> **FRAGMENTO SELECCIONADO**:
--*--

El puritanismo moral y el liberalismo político fueron también cuestionados por Santayana desde dentro. Estos dos flancos son los que destacan en el acercamiento a él que llevan a cabo Ignacio Gómez de Liaño y John Gray, respectivamente. Vuelven a Santayana como a un autor clásico, siempre sorprendente, siempre iluminador, el recorrido por las páginas que escribió nunca deja de aportar alguno de esos «átomos de luz» de los que Santayana habló en su póstumo «El testamento del poeta». Porque el filósofo, en efecto, arroja luz –o, mejor, lucidez– a una época que, a fuer de invocar la oscuridad, está volviéndose ciertamente tenebrosa.

Las casi quinientas páginas que componen Democracia, islam, nacionalismo son arriesgadas, a veces de trazo grueso, pero muy necesarias. Su hilo conductor es el concepto de religiones políticas, conjunto en el que Gómez de Liaño incluye el comunismo marxista, el fascismo de Mussolini, el nacionalsocialismo de Hitler y el islam. Su motivo conductor viene expuesto al final del Prólogo: «contribuir a poder llevar adelante nuestras vidas de la forma más civilizada posible» (p. 17). Tras analizar los tres primeros tipos de religiones políticas –interpretados, por cierto, de modo muy parecido al del profesor Gray–, el libro dedica sus más de doscientas páginas centrales a la que es su aportación más relevante, y la que entraña mayor riesgo: el islam, partiendo de un exhaustivo repaso a la vida de Mahoma, un acertado resumen del Corán –quizá una de las conclusiones a sacar sea la necesidad de volver a leer ese libro, nunca del todo ajeno a las culturas mediterráneas del norte– y la dificultad que supone en la actualidad ser apóstata en los países musulmanes, sin olvidar la llamativa conexión que establece entre el islam radical y la reforma luterana-filosofía alemana. De esta parte, me gustaría alabar la memoria de su autor cuando trae un recuerdo seguramente incómodo: la connivencia y el aplauso que el todavía presente en ciertos ámbitos Michel Foucault mostró con el ayatolá Jomeini cuando este instauró una república islámica en Irán. También afea al papa sus tibios comentarios, entendidos como condescendientes, en torno a los atentados terroristas perpetrados por islamistas radicales. Por mi parte, objetaría algo al presupuesto de Gómez de Liaño según el cual la historia del islam se encuentra in nuce en la personalidad de Mahoma. Creo, más bien, que el origen de los movimientos culturales no explica suficientemente por sí mismo su desarrollo posterior, alimentado habitualmente por otros múltiples y a menudo contradictorios arroyos.

--*--

> **ACTIVIDADES PROPUESTAS**:
a. Copia literalmente el tramo del fragmento sobre Santayana que va desde «El puritanismo moral» hasta «volviéndose ciertamente tenebrosa.».
b. Retoma el fragmento sobre Santayana y continúalo a partir de su última oración.
Los ítems no guardan ninguna relación con el fragmento sobre Santayana.

> **ÍTEMS PROPORCIONADOS**:

--*--

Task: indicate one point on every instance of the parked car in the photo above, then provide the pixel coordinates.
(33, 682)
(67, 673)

--*--

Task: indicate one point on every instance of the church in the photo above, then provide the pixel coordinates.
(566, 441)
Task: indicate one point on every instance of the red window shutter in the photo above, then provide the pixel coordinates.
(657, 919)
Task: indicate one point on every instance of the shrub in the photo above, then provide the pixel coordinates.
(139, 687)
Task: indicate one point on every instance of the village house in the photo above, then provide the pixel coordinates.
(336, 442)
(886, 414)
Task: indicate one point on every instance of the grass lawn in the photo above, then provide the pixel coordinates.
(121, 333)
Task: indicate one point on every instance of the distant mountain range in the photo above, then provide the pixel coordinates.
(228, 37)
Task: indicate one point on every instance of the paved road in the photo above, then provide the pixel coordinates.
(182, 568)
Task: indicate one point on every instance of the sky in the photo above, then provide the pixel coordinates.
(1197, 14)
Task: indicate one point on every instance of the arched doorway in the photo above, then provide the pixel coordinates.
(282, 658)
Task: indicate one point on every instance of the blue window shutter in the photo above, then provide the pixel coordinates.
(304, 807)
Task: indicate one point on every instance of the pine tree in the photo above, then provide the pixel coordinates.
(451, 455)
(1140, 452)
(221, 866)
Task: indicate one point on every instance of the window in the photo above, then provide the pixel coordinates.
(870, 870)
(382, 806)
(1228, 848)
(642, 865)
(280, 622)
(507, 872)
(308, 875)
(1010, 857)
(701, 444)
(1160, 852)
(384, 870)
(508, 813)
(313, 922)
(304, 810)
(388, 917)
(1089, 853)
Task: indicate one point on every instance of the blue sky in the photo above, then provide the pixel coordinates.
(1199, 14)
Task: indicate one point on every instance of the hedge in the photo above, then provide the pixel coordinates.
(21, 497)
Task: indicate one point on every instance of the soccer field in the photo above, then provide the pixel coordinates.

--*--

> **SOLUCIONES**:
a.
El puritanismo moral y el liberalismo político fueron también cuestionados por Santayana desde dentro. Estos dos flancos son los que destacan en el acercamiento a él que llevan a cabo Ignacio Gómez de Liaño y John Gray, respectivamente. Vuelven a Santayana como a un autor clásico, siempre sorprendente, siempre iluminador, el recorrido por las páginas que escribió nunca deja de aportar alguno de esos «átomos de luz» de los que Santayana habló en su póstumo «El testamento del poeta». Porque el filósofo, en efecto, arroja luz –o, mejor, lucidez– a una época que, a fuer de invocar la oscuridad, está volviéndose ciertamente tenebrosa.

b.
Los capítulos quinto y sexto son los dedicados a Santayana, y concluyen que «la clave poética con que Santayana nos presenta al Jesucristo de los Evangelios tiene la virtud de desmontar la clave gnóstica que explica la génesis y esencia del cristianismo y con él la tradición luterano-calvinista a cuyos pechos se criara el puritanismo. Esa clave poética del cristianismo, que tanto honor hace a la libertad y la apertura de la imaginación, a la ecuación de imaginación-amor, tiene también la virtud de desarmar el militarismo, fatalismo y belicismo que impregna la ideología político-religiosa predicada por Mahoma» (p. 324). Tras el solaz santayaniano, el libro muestra su rostro más apegado a las discusiones políticas recientes al tratar el nacionalismo, especialmente el catalán, y la democracia, de la que Gómez de Liaño se declara partidario siempre que se reforme desde dentro (como se recordará, ya en el año 2008 publicó su libro Recuperar la democracia). Sin duda el lector se sentirá apelado por estas secciones, de estilo muchas veces periodístico, de un aroma sutilmente orteguiano. En la antropología que cierra el libro, destaco la referencia que aparece al libro La dignidad real y la educación del rey, de Juan de Mariana, referencia que no ha de extrañar, por otra parte, al conocedor del muy documentado, y valiente, libro anterior de nuestro autor: El Reino de las Luces. Carlos III entre el viejo y el nuevo mundo.

Cierto desapego, algo de indefinición y mucho de divertimento caracterizan la clasificación que John Gray lleva a cabo de los distintos tipos de ateísmo en su libro Siete tipos de ateísmo. No de otro modo puede abarcar un tema de suyo tan complejo y tan resbaladizo, teniendo en cuenta, además, que gran parte del texto está ocupada por anécdotas biográficas de los autores más relevantes, y que establece paralelismos históricos que, en coherencia con su crítica a la idea de progreso cultural lineal, descoyuntan literalmente los planteamientos usuales. Qué haya de entenderse por teísmo, qué por ateísmo, por teología, por religión, o religiones, se da a cada paso por sobreentendido, a pesar de los distintos matices presentes evidentemente en cada contexto.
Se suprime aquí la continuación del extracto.